**Provided data:**
-=-=-=-=-

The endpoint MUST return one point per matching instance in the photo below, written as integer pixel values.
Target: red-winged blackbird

-=-=-=-=-

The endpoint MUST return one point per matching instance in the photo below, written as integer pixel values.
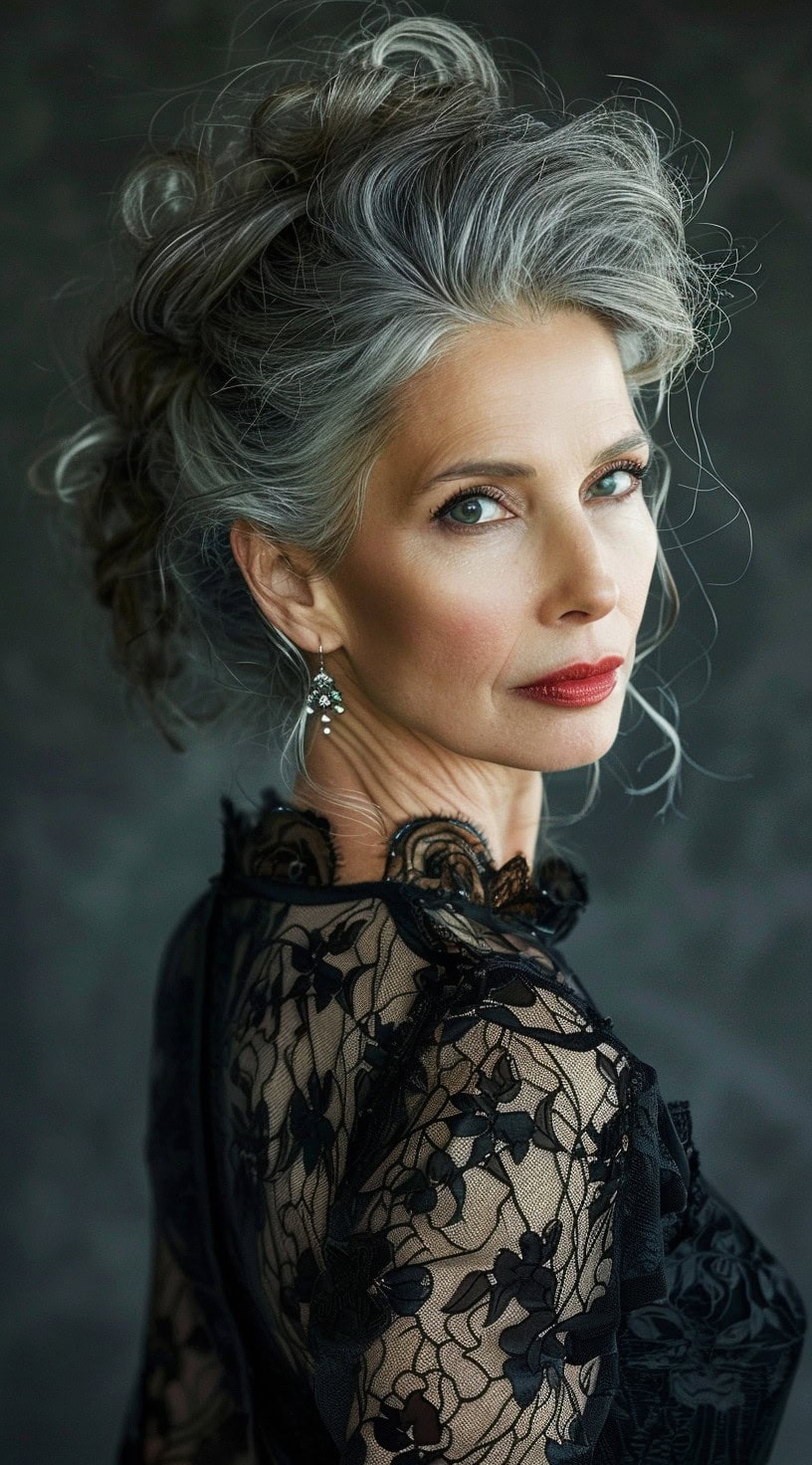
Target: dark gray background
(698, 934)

-=-=-=-=-

**Exercise:** Pull out every line of the entries that contains the string "Target", matching case exactly.

**Task solution:**
Target: red-winged blackbird
Target: dark gray background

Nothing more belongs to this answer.